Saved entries
■ ■ ■ ■ ■ ■ ■
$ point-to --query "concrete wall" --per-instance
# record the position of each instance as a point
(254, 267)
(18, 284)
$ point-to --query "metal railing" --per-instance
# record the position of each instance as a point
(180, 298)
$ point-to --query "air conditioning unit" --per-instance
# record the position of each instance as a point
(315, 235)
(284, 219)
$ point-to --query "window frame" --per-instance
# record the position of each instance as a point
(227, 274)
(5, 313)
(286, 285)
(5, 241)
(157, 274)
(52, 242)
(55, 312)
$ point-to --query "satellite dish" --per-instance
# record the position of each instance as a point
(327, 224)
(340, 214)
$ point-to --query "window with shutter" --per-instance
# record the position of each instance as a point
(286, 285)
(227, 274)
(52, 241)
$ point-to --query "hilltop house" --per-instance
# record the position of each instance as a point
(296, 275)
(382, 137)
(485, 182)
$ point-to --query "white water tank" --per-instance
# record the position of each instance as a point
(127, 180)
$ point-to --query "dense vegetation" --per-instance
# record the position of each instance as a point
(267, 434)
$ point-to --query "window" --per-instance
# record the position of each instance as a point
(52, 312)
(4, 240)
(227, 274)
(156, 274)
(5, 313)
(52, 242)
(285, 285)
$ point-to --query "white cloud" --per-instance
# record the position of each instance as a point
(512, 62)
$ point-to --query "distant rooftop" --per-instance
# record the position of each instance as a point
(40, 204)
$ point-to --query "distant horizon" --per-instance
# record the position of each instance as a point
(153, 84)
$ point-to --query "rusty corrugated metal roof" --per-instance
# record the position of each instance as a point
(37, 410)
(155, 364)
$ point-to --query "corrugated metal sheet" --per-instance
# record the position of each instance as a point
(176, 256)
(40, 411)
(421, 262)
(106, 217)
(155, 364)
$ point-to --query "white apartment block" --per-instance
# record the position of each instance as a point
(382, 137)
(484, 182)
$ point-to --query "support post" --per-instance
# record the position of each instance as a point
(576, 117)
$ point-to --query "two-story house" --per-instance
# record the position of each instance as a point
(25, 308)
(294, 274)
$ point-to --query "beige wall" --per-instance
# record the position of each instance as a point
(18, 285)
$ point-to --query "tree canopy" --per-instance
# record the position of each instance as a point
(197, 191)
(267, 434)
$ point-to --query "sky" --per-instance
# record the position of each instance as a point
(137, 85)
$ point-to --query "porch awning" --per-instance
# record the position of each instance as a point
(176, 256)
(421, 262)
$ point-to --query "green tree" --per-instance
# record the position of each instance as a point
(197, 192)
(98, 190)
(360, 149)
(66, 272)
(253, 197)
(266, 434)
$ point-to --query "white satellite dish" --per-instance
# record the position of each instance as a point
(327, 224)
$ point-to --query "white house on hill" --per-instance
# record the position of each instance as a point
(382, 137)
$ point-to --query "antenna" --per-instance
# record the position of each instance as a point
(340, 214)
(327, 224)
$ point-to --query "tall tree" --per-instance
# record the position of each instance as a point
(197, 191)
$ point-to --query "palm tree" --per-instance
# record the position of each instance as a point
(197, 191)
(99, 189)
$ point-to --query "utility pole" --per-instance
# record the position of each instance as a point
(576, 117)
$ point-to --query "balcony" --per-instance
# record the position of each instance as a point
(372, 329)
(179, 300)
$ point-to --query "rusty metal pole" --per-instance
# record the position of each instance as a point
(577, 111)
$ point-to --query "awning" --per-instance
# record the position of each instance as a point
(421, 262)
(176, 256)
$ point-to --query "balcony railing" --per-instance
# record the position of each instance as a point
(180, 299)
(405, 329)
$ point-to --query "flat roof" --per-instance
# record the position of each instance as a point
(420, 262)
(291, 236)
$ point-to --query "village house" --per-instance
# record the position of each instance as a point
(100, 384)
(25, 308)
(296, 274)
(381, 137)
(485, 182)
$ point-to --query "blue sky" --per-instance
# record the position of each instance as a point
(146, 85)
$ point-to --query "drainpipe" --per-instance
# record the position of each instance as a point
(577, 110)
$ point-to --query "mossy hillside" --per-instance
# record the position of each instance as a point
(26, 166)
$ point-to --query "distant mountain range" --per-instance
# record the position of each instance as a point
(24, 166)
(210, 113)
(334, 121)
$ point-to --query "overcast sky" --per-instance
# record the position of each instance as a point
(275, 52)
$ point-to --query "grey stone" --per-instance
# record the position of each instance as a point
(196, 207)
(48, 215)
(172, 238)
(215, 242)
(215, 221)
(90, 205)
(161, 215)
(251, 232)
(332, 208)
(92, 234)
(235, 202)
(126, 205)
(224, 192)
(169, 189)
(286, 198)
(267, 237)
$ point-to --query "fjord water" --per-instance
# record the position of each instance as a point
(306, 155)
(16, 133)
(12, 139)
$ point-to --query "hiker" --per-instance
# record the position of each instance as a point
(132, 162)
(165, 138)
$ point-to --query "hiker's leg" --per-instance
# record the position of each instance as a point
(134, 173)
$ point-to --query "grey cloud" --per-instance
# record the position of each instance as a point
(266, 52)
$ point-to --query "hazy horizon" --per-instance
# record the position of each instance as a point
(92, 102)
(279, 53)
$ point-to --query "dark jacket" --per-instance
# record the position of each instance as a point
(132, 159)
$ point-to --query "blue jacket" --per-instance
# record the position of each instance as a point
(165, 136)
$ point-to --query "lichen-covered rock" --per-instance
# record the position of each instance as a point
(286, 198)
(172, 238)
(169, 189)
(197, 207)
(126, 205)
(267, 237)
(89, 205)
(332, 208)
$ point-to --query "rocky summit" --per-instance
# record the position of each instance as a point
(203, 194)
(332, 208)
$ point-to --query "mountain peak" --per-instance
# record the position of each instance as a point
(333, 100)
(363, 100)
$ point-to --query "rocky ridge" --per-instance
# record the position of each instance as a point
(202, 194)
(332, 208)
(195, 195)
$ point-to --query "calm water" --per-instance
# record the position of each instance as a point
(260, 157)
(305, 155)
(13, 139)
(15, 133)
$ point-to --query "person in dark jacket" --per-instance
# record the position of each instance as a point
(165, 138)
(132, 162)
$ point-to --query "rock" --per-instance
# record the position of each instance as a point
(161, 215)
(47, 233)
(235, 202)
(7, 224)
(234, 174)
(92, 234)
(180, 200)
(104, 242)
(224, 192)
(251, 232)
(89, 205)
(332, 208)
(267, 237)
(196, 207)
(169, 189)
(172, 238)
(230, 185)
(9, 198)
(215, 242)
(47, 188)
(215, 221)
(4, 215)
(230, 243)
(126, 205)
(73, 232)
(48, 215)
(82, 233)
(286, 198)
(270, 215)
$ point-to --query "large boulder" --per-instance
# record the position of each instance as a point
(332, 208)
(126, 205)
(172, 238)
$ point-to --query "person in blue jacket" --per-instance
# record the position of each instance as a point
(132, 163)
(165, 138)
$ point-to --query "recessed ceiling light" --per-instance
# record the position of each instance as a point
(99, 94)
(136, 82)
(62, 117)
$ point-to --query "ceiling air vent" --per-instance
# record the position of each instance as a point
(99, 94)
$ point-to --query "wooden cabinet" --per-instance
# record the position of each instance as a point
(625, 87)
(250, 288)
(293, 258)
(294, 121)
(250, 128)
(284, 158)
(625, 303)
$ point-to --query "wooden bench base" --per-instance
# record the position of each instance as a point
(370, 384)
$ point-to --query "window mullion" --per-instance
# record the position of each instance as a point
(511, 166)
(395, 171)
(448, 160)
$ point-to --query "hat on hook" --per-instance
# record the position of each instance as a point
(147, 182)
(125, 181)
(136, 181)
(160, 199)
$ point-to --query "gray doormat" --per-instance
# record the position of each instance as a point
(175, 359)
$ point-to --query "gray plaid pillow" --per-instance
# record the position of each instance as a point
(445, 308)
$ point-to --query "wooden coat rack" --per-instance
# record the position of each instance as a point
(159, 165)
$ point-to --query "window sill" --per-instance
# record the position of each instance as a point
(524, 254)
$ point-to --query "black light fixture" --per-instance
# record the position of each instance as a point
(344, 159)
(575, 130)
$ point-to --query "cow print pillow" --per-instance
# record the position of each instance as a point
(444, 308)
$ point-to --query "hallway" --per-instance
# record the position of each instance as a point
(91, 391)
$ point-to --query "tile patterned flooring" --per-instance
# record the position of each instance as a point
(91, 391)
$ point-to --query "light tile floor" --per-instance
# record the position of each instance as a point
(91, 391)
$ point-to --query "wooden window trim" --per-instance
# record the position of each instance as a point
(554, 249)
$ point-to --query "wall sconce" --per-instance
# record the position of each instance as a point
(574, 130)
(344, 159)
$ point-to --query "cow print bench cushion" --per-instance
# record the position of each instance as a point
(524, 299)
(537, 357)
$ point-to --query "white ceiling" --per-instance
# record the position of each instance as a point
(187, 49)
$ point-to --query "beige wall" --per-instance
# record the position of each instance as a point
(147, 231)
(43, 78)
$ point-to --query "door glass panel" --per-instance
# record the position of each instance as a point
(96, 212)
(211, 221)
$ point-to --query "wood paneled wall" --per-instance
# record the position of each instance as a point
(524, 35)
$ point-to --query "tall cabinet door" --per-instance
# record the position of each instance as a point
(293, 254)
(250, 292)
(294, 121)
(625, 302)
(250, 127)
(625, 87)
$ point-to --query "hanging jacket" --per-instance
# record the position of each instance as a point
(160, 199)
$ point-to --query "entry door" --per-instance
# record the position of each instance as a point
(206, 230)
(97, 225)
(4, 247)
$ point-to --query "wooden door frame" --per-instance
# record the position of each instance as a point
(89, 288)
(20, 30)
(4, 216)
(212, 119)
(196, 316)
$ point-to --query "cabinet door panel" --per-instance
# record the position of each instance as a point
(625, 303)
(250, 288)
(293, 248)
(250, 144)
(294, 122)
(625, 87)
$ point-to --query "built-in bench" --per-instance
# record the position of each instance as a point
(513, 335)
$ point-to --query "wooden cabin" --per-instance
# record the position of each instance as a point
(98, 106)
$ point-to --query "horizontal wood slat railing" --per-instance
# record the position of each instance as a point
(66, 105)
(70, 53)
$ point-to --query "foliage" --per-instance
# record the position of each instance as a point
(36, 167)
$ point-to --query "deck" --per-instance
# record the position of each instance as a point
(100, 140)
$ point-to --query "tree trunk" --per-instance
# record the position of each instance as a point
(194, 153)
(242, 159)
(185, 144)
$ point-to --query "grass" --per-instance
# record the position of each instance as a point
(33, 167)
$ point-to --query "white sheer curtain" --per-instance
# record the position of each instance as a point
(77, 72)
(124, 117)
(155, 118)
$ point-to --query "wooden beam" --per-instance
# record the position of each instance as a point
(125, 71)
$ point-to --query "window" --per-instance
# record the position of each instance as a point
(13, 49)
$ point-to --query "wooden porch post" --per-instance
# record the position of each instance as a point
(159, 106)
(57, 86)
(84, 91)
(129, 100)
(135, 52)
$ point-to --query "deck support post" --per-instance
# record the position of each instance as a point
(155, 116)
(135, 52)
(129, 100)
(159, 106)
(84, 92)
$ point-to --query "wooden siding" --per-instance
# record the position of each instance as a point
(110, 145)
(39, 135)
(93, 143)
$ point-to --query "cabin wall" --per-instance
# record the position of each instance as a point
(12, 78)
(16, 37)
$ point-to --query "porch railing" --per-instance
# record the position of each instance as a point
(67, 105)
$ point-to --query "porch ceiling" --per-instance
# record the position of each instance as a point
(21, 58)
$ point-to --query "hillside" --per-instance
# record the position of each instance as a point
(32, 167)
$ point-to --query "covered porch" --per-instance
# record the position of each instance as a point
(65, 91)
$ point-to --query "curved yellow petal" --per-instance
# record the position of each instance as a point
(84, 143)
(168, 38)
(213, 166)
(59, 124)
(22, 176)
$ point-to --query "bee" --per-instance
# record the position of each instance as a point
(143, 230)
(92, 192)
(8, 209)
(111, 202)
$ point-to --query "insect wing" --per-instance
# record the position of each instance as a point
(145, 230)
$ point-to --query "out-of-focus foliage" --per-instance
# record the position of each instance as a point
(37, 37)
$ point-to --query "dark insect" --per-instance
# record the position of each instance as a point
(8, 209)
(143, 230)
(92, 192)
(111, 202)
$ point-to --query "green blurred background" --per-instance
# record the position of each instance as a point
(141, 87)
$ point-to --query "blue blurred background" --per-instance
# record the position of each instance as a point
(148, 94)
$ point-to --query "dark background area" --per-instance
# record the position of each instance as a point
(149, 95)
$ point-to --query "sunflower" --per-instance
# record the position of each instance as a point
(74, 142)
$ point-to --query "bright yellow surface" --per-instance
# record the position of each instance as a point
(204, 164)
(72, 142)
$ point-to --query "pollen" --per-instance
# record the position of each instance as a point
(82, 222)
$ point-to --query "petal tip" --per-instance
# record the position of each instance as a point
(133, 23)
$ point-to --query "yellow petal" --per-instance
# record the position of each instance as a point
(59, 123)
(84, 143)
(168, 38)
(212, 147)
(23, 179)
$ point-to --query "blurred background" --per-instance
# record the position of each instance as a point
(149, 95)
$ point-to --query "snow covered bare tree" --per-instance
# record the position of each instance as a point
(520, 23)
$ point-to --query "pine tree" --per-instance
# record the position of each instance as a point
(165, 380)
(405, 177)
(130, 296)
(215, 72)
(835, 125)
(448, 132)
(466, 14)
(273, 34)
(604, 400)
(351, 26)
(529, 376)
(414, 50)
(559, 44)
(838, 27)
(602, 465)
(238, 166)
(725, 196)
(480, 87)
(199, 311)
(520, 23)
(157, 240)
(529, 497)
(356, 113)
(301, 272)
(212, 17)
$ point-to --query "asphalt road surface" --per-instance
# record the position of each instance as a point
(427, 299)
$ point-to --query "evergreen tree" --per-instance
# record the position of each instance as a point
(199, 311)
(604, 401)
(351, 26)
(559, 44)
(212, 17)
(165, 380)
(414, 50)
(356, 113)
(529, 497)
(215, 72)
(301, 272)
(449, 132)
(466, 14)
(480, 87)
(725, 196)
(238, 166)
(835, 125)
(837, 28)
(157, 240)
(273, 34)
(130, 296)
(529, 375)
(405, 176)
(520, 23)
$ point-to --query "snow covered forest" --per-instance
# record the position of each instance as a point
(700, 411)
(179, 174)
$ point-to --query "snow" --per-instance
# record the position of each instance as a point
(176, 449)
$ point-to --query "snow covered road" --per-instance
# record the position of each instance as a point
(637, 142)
■ ■ ■ ■ ■ ■ ■
◆ Required work
From the data, list each line in which the string "mountain" appears.

◆ Written solution
$ point-to --query "distant mountain range" --per-instance
$ point-to --query "mountain peak" --per-instance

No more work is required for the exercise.